**TRECHO DO DOCUMENTO**
Bonde deixando a Estação Rosas Negras em direção ao Santos Dumont: caminho para a Pequena África entra pela Rua Camerino, um pouco adiante, com o Colégio Pedro II na esquina (Foto: Oscar Valporto)
Bonde deixando a Estação Rosas Negras em direção ao Santos Dumont: caminho para a Pequena África entra pela Rua Camerino, um pouco adiante, com o Colégio Pedro II na esquina (Foto: Oscar Valporto)

A descoberta provocou a paralisação das obras por cinco meses diante do impasse entre arqueólogos, que desejavam escavações e remoção, e integrantes dos entidades do Movimento Negro que defenderam a preservação dos restos mortais onde haviam sido enterrados seus ancestrais. A negociação foi mediada pelo Iphan (Instituto do Patrimônio Histórico e Artístico Nacional) e acabou prevalecendo a decisão de cancelar a pesquisa no Largo de Santa Rita e não permitir o salvamento arqueológico dos esqueletos humanos durante a instalação dos trilhos do VLT. As obras tiveram prosseguimento e ficou acertado que as estações receberiam denominações ligadas à herança africana e que a área do cemitério ganharia algum tipo de marcação paisagística. A parte do batismo das estações – por conta da concessionária – está valendo; a demarcação do cemitério, por conta dos órgãos públicos, ainda não aconteceu.

**LISTAGEM DE DADOS**
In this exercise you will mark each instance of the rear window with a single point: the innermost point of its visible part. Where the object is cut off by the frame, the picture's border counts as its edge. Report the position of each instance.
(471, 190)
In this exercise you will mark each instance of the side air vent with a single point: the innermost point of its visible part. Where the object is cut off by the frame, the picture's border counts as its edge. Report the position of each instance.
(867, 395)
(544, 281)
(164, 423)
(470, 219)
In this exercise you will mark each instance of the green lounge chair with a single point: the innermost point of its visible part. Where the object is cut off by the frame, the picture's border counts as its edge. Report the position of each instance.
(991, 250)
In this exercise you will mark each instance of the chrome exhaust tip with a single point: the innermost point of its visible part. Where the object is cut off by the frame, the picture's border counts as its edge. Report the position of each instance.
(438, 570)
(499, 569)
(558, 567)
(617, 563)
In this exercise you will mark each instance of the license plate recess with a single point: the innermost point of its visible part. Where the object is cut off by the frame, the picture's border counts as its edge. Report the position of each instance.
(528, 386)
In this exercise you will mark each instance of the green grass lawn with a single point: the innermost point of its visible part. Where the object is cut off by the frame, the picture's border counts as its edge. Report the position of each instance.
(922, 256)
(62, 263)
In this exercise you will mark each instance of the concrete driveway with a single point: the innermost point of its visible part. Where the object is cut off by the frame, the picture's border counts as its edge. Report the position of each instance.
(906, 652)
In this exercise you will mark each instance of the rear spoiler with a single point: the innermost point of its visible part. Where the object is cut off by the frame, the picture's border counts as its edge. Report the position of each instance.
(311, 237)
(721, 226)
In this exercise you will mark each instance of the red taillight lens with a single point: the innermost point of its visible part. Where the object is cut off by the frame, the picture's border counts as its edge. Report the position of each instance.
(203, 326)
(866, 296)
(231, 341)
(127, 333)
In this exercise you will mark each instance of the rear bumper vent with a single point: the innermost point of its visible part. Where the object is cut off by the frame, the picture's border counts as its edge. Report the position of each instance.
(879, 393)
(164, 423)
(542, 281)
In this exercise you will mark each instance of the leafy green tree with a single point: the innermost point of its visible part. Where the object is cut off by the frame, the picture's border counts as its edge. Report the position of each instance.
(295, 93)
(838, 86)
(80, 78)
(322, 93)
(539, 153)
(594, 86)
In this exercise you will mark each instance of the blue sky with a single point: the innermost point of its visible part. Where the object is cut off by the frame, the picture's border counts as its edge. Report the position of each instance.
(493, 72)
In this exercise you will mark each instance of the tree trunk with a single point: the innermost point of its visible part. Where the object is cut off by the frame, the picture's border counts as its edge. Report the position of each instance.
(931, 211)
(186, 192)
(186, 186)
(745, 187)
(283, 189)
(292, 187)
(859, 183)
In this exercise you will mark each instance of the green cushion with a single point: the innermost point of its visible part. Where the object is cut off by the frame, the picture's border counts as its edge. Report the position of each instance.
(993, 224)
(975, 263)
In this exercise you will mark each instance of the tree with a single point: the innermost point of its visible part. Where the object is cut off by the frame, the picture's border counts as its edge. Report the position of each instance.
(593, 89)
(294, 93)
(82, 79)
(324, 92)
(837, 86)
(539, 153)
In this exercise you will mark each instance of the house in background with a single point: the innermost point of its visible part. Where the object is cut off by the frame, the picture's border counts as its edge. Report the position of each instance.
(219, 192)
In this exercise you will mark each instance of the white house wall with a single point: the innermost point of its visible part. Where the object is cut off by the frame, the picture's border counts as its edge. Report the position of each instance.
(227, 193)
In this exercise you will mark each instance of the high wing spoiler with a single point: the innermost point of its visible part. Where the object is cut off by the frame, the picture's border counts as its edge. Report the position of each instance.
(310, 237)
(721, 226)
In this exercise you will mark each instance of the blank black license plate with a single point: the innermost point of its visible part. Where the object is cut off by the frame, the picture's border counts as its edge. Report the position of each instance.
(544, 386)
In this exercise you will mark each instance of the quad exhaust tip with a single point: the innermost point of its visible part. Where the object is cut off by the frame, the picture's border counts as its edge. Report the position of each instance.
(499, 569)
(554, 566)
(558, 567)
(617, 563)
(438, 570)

**OBJETIVO DO EXERCÍCIO**
Resuma em duas frases o trecho sobre as obras do VLT no Largo de Santa Rita.

**SOLUÇÃO A SEGUIR**
A descoberta de restos mortais paralisou as obras por cinco meses, num impasse entre arqueólogos, que queriam escavar e remover, e entidades do Movimento Negro, que defendiam preservá-los onde seus ancestrais haviam sido enterrados. Com mediação do Iphan, cancelou-se a pesquisa e o salvamento arqueológico dos esqueletos, e acertou-se que as estações teriam nomes ligados à herança africana e que a área do cemitério receberia uma marcação paisagística, mas até agora só o batismo das estações foi cumprido.